* _Page excerpt_:
────────────────────
I already put restrictions on this match. I edited the first post. Luffy doesn't have immunity to electricity. Who wins now?


----------



## Jabba (Jan 18, 2013)

Luis209 said:


> I already put restrictions on this match. I edited the first post. Luffy doesn't have immunity to electricity. Who wins now?



Still Luffy with the same amount of difficulty. Nami simply can't produce lightning in time to match Gear Second Luffy.


----------



## Doma (Jan 18, 2013)

I don't think this fight will be as one-sided as everyone else thinks. But still, Luffy's speed and powerful attacks makes him a bad match-up for Nami.


----------



## Zyrax (Jan 18, 2013)

Nami wins without Lighting Immunity.
And for the person who said MF Luffy can beat EoS Nami. EoS Nami will be VA level


----------



## Jabba (Jan 18, 2013)

CM Pinkie said:


> Nami wins without Lighting Immunity.
> And for the person who said MF Luffy can beat EoS Nami. EoS Nami will be VA level



Nami *can't* win here.


----------



## Shinryu (Jan 18, 2013)

CM Pinkie said:


> Nami wins without Lighting Immunity.
> And for the person who said MF Luffy can beat EoS Nami. EoS Nami will be VA level



MF Luffy is already VC level


----------



## Forcer (Jan 18, 2013)

Luffy wins, i think he can even tank her lighting attacks, a couple of them


----------



## tanman (Jan 18, 2013)
────────────────────
* _Information supplied_:
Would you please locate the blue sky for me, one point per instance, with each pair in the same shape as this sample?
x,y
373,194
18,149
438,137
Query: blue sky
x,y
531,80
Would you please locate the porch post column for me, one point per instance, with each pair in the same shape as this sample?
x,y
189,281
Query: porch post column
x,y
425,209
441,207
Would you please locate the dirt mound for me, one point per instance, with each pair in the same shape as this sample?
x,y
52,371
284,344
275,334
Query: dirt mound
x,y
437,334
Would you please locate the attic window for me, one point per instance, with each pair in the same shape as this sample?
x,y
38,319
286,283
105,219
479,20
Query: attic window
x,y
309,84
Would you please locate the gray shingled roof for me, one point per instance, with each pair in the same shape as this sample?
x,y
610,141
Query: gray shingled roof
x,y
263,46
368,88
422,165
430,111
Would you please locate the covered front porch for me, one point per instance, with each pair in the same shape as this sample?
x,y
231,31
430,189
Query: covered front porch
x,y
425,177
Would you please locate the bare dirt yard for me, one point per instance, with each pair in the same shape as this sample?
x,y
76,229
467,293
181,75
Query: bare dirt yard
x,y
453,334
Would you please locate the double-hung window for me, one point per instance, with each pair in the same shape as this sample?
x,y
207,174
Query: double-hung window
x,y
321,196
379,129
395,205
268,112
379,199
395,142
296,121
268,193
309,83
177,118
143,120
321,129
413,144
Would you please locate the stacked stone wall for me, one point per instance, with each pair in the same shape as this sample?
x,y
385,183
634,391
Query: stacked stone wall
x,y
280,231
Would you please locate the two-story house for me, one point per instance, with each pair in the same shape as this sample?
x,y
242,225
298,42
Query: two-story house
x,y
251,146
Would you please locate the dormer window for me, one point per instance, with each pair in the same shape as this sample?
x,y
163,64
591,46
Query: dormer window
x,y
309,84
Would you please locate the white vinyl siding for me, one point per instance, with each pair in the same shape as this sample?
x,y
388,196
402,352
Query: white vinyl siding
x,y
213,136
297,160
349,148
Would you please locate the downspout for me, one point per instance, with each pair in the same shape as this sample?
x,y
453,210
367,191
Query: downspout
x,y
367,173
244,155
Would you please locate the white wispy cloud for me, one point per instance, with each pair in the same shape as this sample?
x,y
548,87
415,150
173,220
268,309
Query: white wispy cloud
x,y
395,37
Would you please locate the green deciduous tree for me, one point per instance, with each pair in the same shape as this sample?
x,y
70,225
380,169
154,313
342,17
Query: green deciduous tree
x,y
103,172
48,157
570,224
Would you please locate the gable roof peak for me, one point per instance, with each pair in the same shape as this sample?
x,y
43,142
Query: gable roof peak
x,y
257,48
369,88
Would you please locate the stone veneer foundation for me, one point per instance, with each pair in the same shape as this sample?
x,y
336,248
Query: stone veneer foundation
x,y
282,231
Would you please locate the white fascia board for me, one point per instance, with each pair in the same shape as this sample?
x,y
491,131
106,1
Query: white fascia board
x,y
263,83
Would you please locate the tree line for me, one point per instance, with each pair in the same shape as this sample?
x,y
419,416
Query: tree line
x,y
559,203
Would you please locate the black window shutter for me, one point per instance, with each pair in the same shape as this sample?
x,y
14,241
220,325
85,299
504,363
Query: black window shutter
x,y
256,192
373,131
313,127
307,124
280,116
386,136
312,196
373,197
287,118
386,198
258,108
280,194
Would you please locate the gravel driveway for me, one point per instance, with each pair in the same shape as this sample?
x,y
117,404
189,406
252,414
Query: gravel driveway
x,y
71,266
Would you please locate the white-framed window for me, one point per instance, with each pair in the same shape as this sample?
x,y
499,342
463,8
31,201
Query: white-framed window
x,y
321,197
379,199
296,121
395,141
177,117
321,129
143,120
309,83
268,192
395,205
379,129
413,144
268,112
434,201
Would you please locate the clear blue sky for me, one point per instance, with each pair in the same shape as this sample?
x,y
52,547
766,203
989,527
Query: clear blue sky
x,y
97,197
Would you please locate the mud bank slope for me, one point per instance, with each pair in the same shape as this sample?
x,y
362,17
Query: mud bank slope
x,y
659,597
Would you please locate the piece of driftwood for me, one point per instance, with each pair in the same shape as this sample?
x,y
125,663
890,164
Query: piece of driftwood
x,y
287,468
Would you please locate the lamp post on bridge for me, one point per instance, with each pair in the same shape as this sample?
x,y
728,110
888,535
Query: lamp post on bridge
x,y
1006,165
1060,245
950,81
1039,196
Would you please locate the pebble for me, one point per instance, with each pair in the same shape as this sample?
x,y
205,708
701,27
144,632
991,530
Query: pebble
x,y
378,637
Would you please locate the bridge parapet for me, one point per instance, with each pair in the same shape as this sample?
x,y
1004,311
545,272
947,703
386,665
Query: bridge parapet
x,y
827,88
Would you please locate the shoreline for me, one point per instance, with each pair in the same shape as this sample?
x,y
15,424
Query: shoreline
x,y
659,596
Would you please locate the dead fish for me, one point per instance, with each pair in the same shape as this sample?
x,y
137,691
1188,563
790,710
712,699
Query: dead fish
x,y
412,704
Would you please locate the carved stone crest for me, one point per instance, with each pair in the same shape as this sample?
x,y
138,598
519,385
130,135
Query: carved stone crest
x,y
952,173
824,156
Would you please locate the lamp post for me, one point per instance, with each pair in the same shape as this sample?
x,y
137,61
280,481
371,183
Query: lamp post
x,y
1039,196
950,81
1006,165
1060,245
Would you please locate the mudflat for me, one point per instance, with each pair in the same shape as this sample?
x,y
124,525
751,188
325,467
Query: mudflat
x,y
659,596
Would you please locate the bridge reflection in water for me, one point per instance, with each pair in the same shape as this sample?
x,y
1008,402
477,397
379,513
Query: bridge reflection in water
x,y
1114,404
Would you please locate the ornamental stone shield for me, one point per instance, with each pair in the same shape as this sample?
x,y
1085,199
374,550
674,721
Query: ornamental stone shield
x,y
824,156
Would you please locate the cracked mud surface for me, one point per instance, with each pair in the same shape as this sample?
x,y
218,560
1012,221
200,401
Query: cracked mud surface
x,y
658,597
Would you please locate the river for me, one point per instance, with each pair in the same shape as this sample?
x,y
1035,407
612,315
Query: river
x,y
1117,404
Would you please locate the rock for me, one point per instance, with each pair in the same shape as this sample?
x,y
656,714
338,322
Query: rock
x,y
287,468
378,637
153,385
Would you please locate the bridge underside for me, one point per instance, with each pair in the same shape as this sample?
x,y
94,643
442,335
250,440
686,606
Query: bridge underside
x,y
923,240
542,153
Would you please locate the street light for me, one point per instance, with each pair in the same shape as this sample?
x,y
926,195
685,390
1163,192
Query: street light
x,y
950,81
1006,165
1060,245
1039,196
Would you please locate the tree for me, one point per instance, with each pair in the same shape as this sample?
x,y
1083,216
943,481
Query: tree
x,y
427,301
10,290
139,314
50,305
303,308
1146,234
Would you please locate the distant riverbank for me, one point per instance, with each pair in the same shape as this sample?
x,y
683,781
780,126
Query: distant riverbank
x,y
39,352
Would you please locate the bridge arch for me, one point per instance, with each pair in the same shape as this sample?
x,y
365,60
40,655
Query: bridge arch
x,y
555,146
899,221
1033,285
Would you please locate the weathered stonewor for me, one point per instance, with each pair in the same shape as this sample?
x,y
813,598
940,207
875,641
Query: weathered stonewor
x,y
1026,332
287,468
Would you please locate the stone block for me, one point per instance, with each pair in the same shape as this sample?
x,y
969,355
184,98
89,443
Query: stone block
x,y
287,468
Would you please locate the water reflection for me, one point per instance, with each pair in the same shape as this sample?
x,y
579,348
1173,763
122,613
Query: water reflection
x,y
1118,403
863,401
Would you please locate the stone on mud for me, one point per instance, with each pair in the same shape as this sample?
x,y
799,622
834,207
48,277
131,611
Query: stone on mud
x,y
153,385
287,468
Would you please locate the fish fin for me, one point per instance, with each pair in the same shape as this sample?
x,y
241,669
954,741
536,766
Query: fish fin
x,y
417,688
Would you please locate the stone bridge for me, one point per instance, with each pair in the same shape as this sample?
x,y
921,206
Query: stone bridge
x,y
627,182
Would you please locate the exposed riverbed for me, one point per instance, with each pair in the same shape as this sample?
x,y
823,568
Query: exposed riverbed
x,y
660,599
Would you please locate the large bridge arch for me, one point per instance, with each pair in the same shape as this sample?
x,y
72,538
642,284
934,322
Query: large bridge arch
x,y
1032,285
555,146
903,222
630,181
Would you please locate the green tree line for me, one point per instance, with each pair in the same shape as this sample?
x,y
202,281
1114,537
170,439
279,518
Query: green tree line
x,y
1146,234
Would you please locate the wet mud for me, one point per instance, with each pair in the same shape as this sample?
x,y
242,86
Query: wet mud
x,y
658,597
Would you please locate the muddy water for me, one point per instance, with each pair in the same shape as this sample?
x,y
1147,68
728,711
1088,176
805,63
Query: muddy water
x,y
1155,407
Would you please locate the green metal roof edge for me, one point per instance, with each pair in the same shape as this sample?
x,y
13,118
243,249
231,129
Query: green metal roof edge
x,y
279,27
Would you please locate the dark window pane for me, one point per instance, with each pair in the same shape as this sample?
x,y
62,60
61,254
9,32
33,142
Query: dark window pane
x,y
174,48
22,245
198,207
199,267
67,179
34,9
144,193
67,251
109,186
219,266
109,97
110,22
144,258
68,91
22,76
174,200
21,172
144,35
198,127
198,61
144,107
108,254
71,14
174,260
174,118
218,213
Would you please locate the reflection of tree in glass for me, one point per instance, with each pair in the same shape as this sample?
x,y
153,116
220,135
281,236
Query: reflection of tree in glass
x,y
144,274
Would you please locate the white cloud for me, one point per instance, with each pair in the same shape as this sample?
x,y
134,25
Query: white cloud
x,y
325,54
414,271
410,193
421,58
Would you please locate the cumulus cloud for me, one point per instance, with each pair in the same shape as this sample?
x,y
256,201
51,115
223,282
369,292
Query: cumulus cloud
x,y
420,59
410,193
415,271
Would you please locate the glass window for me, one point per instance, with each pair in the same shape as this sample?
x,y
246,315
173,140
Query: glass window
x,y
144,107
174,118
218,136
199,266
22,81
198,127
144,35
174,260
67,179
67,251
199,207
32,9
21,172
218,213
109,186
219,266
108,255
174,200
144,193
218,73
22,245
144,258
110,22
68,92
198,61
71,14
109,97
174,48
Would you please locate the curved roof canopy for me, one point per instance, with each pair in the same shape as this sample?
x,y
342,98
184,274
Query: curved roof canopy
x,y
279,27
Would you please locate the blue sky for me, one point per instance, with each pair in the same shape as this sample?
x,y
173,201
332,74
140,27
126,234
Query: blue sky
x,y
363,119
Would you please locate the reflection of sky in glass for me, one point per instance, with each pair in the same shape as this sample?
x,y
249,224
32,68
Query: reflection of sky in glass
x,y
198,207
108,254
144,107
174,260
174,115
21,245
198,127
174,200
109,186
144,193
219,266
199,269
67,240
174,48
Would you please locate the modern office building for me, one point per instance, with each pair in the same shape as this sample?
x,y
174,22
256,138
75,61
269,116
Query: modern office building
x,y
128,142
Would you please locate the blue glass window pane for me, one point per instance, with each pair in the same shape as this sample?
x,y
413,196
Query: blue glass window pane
────────────────────
* _Short task A_: Reproduce the entire forum thread about Luffy and Nami word for word.
* _Short task B_: Please gather every line of the entries that contains the string "wispy", treating uppercase and lowercase as different.
The forum thread and the entries are unrelated material.

* _Expected answer A_:
I already put restrictions on this match. I edited the first post. Luffy doesn't have immunity to electricity. Who wins now?


----------



## Jabba (Jan 18, 2013)

Luis209 said:


> I already put restrictions on this match. I edited the first post. Luffy doesn't have immunity to electricity. Who wins now?



Still Luffy with the same amount of difficulty. Nami simply can't produce lightning in time to match Gear Second Luffy.


----------



## Doma (Jan 18, 2013)

I don't think this fight will be as one-sided as everyone else thinks. But still, Luffy's speed and powerful attacks makes him a bad match-up for Nami.


----------



## Zyrax (Jan 18, 2013)

Nami wins without Lighting Immunity.
And for the person who said MF Luffy can beat EoS Nami. EoS Nami will be VA level


----------



## Jabba (Jan 18, 2013)

CM Pinkie said:


> Nami wins without Lighting Immunity.
> And for the person who said MF Luffy can beat EoS Nami. EoS Nami will be VA level



Nami *can't* win here.


----------



## Shinryu (Jan 18, 2013)

CM Pinkie said:


> Nami wins without Lighting Immunity.
> And for the person who said MF Luffy can beat EoS Nami. EoS Nami will be VA level



MF Luffy is already VC level


----------



## Forcer (Jan 18, 2013)

Luffy wins, i think he can even tank her lighting attacks, a couple of them


----------



## tanman (Jan 18, 2013)

* _Expected answer B_:
Would you please locate the white wispy cloud for me, one point per instance, with each pair in the same shape as this sample?
Query: white wispy cloud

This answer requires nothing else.